> [WHAT YOU WILL DO] Give back the entire listing verbatim.

> [MATERIAL SHOWN]
•••

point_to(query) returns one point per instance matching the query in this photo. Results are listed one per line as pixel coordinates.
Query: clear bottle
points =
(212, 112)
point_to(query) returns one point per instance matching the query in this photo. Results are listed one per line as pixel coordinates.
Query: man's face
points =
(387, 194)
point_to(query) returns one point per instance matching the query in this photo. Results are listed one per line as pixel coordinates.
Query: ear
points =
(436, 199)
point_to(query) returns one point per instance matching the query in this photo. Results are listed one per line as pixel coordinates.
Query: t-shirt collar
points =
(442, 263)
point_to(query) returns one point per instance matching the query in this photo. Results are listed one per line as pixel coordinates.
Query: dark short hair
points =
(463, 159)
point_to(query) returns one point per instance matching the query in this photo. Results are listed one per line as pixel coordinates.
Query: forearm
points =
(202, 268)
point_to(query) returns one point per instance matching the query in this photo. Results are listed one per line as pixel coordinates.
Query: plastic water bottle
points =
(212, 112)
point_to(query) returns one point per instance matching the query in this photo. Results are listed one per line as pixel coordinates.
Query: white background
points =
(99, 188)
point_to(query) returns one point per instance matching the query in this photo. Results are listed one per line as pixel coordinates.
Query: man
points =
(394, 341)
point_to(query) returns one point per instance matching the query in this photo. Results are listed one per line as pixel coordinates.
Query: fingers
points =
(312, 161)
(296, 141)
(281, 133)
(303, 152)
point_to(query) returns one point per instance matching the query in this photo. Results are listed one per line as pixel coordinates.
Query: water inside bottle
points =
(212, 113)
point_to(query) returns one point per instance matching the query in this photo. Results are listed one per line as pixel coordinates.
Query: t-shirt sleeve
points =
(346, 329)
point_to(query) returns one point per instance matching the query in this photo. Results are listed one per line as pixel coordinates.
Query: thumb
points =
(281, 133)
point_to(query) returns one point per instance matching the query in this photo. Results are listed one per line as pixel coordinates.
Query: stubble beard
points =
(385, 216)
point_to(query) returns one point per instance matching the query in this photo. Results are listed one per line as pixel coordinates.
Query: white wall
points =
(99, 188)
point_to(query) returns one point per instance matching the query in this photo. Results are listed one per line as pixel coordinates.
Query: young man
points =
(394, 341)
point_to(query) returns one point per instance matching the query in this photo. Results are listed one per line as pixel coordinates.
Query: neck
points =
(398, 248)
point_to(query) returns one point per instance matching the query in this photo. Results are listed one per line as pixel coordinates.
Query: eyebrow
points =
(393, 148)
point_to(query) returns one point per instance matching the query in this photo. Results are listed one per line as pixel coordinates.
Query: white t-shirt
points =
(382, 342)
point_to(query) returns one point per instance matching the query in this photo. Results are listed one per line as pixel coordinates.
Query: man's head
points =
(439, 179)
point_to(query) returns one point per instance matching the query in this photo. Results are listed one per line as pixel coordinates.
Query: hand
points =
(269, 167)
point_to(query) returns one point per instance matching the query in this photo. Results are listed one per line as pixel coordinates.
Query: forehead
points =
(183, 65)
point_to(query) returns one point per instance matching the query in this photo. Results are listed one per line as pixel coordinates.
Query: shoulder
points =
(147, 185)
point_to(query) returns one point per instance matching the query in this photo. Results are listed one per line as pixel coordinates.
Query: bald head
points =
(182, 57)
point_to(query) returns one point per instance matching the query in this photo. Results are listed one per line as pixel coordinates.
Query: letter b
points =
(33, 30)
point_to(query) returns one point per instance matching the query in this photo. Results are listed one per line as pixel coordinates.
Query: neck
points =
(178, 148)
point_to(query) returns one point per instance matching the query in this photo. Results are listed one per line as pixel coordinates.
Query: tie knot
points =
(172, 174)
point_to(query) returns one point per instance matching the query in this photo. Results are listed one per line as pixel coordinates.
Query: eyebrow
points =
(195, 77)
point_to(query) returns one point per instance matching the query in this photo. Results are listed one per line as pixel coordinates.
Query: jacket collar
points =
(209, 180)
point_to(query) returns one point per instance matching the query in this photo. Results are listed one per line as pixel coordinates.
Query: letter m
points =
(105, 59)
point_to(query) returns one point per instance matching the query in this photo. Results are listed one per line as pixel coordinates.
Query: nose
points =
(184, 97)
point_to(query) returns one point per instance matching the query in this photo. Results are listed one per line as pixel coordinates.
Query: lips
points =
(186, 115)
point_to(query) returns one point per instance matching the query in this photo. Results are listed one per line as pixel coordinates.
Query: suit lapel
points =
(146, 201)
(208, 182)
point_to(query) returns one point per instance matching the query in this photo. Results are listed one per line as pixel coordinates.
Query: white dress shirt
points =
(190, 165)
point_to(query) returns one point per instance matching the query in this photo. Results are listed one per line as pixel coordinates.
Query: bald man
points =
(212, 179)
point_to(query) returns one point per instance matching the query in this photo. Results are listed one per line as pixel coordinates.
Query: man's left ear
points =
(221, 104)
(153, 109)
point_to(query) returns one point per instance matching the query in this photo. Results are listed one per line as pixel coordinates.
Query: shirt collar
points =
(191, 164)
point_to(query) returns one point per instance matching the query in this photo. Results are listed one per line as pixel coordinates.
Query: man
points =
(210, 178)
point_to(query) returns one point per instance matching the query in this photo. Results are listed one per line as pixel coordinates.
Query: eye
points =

•••

> [WRITTEN RESPONSE]
point_to(query) returns one point per instance matching the query in this photo. Results are listed one per line as pixel coordinates.
Query: clear bottle
points =
(212, 112)
point_to(query) returns one point per instance matching the query in this photo. Results are listed one per line as pixel coordinates.
Query: man's face
points =
(387, 194)
point_to(query) returns one point per instance matching the query in this photo. Results are listed one per line as pixel coordinates.
Query: ear
points =
(436, 199)
point_to(query) returns one point per instance matching the query in this photo. Results are listed one per line as pixel coordinates.
Query: t-shirt collar
points =
(442, 263)
point_to(query) returns one point per instance matching the query in this photo. Results are listed one per line as pixel coordinates.
Query: dark short hair
points =
(463, 159)
point_to(query) returns one point per instance matching the query in this photo. Results are listed one per line as pixel coordinates.
Query: forearm
points =
(202, 268)
point_to(query) returns one point per instance matching the query in this photo. Results are listed one per line as pixel coordinates.
Query: plastic water bottle
points =
(212, 112)
point_to(query) returns one point per instance matching the query in this photo. Results are listed one per line as pixel coordinates.
Query: white background
points =
(99, 188)
point_to(query) returns one point per instance matching the query in this photo. Results are listed one per line as pixel coordinates.
Query: man
points =
(394, 341)
point_to(query) returns one point per instance matching the query in this photo. Results are listed one per line as pixel coordinates.
Query: fingers
points =
(312, 161)
(296, 141)
(281, 133)
(303, 152)
point_to(query) returns one point per instance matching the query in this photo. Results are listed one per line as pixel coordinates.
Query: water inside bottle
points =
(212, 113)
point_to(query) returns one point per instance matching the query in this photo. Results are listed one per line as pixel coordinates.
Query: t-shirt sleeve
points =
(346, 329)
point_to(query) returns one point per instance matching the query in this photo. Results are listed one per line as pixel coordinates.
Query: thumb
points =
(281, 133)
point_to(query) returns one point per instance matching the query in this photo. Results are listed one per line as pixel coordinates.
Query: stubble beard
points =
(385, 216)
point_to(query) returns one point per instance matching the query in this photo. Results are listed one per line as pixel coordinates.
Query: white wall
points =
(99, 188)
point_to(query) returns one point per instance matching the query in this photo. Results are listed one per line as pixel coordinates.
Query: young man
points =
(394, 341)
point_to(query) returns one point per instance matching the query in this photo. Results are listed one per line as pixel coordinates.
Query: neck
points =
(398, 248)
point_to(query) returns one point per instance matching the query in this photo. Results are listed one per line as pixel coordinates.
Query: eyebrow
points =
(393, 148)
point_to(query) returns one point per instance matching the query in this photo. Results are listed one per line as pixel coordinates.
Query: white t-shirt
points =
(382, 342)
point_to(query) returns one point per instance matching the query in this photo. Results are listed one per line as pixel coordinates.
Query: man's head
points =
(439, 179)
point_to(query) returns one point per instance matching the query in this photo. Results are listed one per line as pixel coordinates.
Query: hand
points =
(269, 167)
point_to(query) returns one point per instance matching the query in this photo. Results are listed one per line as pixel coordinates.
Query: forehead
points =
(183, 65)
point_to(query) returns one point per instance matching the query in this photo. Results are listed one per line as pixel coordinates.
Query: shoulder
points =
(147, 185)
point_to(query) returns one point per instance matching the query in this photo. Results are listed one per line as pixel coordinates.
Query: bald head
points =
(182, 57)
point_to(query) returns one point per instance matching the query in this photo. Results are listed one per line as pixel coordinates.
Query: letter b
points =
(33, 30)
point_to(query) returns one point per instance matching the query in this photo. Results are listed one per line as pixel coordinates.
Query: neck
points =
(178, 148)
point_to(query) returns one point per instance matching the query in this photo. Results are listed one per line as pixel coordinates.
Query: tie knot
points =
(172, 174)
point_to(query) returns one point per instance matching the query in this photo. Results are listed one per line as pixel coordinates.
Query: eyebrow
points =
(195, 77)
point_to(query) returns one point per instance matching the query in this photo. Results are listed one per line as pixel coordinates.
Query: jacket collar
points =
(209, 180)
point_to(query) returns one point per instance matching the query in this photo. Results are listed one per line as pixel coordinates.
Query: letter m
points =
(105, 59)
point_to(query) returns one point per instance matching the query in this photo. Results are listed one per line as pixel coordinates.
Query: nose
points =
(184, 97)
point_to(query) returns one point per instance matching the query in this photo. Results are listed one per line as pixel coordinates.
Query: lips
points =
(186, 115)
point_to(query) returns one point per instance matching the query in this photo. Results are listed one per line as pixel coordinates.
Query: suit lapel
points =
(146, 201)
(208, 182)
point_to(query) returns one point per instance matching the query in this photo. Results are listed one per line as pixel coordinates.
Query: white dress shirt
points =
(190, 165)
point_to(query) returns one point per instance matching the query in this photo. Results are listed one per line as pixel coordinates.
Query: bald man
points =
(212, 179)
point_to(query) returns one point per instance matching the query in this photo. Results are listed one per line as pixel coordinates.
Query: man's left ear
points =
(221, 104)
(153, 109)
point_to(query) returns one point per instance matching the query in this photo. Results are listed one per line as pixel coordinates.
Query: shirt collar
points =
(191, 164)
point_to(query) returns one point per instance matching the query in this photo. Results are listed one per line as pixel coordinates.
Query: man
points =
(210, 178)
point_to(query) returns one point per instance matching the query in this photo. Results are listed one per line as pixel coordinates.
Query: eye
points =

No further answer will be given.